- _Set problem_
Can you copy every line of the records below word for word, leaving the pictures out?

- _Materials provided_
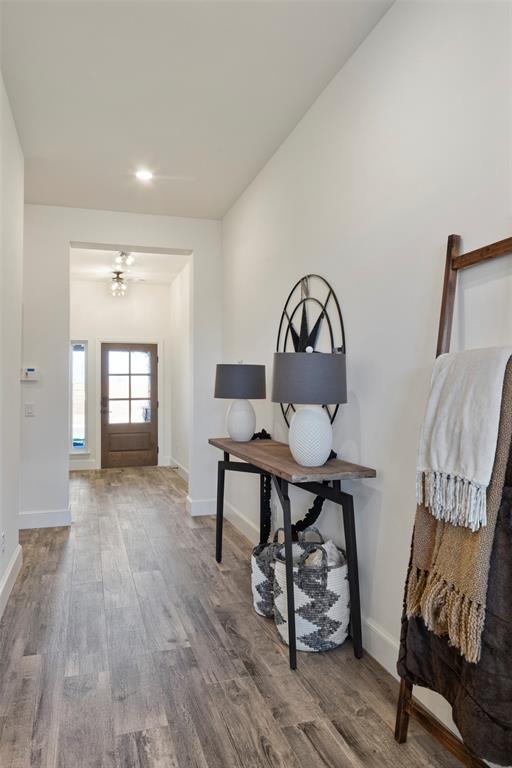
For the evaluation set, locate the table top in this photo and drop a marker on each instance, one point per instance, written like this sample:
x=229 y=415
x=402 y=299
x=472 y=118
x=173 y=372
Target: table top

- _Answer below_
For the evaluation set, locate the table top in this photo and drop a marker on each instance, one point per instance, written like this sample:
x=229 y=415
x=402 y=299
x=472 y=118
x=173 y=372
Target: table top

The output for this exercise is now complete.